Data for the task »
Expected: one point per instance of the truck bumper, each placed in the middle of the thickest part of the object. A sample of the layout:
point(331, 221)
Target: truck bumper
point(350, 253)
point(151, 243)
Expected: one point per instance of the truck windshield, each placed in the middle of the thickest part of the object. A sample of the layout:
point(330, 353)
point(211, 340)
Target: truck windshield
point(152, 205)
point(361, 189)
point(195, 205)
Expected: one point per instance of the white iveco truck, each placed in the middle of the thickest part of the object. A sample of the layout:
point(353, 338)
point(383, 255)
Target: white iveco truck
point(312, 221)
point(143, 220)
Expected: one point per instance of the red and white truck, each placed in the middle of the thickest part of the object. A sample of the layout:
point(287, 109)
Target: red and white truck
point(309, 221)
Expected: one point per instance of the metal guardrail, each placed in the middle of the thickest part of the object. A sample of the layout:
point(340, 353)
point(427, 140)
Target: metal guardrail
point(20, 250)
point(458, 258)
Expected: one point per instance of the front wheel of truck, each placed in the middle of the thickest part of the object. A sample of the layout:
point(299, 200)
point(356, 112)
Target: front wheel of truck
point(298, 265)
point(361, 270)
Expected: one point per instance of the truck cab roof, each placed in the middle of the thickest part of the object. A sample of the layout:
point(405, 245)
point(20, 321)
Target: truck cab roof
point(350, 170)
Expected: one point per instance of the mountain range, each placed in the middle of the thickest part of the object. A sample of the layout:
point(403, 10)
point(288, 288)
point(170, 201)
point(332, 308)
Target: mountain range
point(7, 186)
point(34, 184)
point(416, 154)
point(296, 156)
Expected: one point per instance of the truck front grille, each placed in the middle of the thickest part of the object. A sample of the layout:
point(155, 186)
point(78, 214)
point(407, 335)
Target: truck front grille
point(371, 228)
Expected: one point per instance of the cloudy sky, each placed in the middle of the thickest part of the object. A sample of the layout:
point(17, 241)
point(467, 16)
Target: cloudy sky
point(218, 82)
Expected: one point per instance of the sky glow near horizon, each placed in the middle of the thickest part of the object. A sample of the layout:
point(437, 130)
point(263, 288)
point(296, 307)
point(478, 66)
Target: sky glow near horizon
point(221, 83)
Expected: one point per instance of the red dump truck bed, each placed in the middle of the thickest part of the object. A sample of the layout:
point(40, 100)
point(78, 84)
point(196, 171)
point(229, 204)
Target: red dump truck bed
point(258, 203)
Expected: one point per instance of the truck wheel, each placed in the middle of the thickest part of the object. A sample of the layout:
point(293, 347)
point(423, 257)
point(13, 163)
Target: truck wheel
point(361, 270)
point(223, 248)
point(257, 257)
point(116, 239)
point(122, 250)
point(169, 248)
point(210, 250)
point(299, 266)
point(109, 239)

---

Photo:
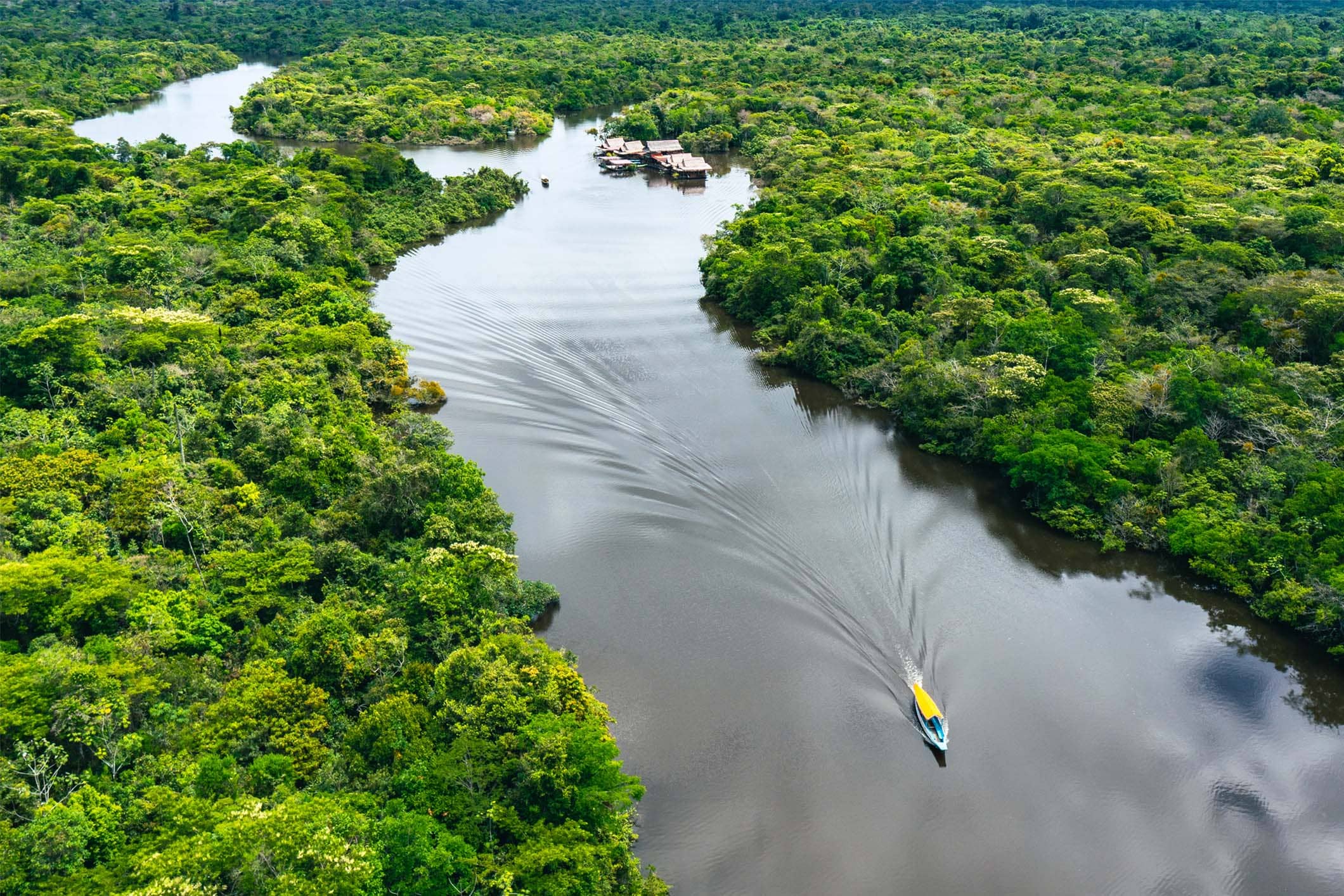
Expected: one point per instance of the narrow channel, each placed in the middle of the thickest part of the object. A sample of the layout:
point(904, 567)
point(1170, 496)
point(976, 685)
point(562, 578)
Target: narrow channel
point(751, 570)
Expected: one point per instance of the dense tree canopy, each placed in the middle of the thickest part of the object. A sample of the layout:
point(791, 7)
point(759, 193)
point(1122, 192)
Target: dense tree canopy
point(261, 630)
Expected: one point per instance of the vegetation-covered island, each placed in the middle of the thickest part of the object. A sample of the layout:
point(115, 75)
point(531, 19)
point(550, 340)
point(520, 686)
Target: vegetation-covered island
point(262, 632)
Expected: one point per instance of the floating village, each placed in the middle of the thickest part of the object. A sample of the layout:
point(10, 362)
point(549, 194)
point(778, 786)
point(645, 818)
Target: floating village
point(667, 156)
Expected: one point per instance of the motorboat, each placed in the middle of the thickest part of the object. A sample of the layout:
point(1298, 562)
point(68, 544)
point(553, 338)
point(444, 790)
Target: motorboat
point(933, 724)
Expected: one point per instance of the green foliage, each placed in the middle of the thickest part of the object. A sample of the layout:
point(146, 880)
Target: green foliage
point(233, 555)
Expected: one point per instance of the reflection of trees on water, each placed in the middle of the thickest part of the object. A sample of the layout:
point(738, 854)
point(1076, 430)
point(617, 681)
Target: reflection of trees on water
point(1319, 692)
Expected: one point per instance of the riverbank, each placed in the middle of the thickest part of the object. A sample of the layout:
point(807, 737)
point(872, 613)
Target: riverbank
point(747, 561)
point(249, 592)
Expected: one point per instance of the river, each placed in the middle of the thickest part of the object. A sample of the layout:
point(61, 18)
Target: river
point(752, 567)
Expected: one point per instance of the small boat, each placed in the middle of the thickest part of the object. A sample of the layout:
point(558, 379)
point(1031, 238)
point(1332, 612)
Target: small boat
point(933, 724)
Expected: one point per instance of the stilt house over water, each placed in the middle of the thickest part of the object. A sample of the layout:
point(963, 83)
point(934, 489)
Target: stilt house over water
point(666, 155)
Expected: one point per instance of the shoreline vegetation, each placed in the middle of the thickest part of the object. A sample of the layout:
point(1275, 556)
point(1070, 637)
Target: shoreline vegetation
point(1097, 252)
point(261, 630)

Requirement » The lines above from the one containing "Expected: one point per instance of the truck bumper, each" through the one containing "Expected: one point per instance of the red and" are to be set down exactly, and no others.

Answer for this exercise »
Expected: one point per instance of the truck bumper, each placed in the middle of the thickest part of the object. A sample of the layout:
point(331, 221)
Target: truck bumper
point(350, 253)
point(151, 243)
Expected: one point per instance of the truck windshield, each placed in the middle of the thickest part of the object. A sample of the layout:
point(330, 353)
point(211, 340)
Target: truck windshield
point(152, 205)
point(361, 189)
point(195, 205)
Expected: one point per instance of the white iveco truck, each placed in the middle of the thickest part of the object. A sample of the layout:
point(353, 338)
point(383, 255)
Target: white iveco truck
point(312, 221)
point(143, 220)
Expected: one point per instance of the red and white truck, each placed in the middle of the thickest part of the object. A sample of the layout:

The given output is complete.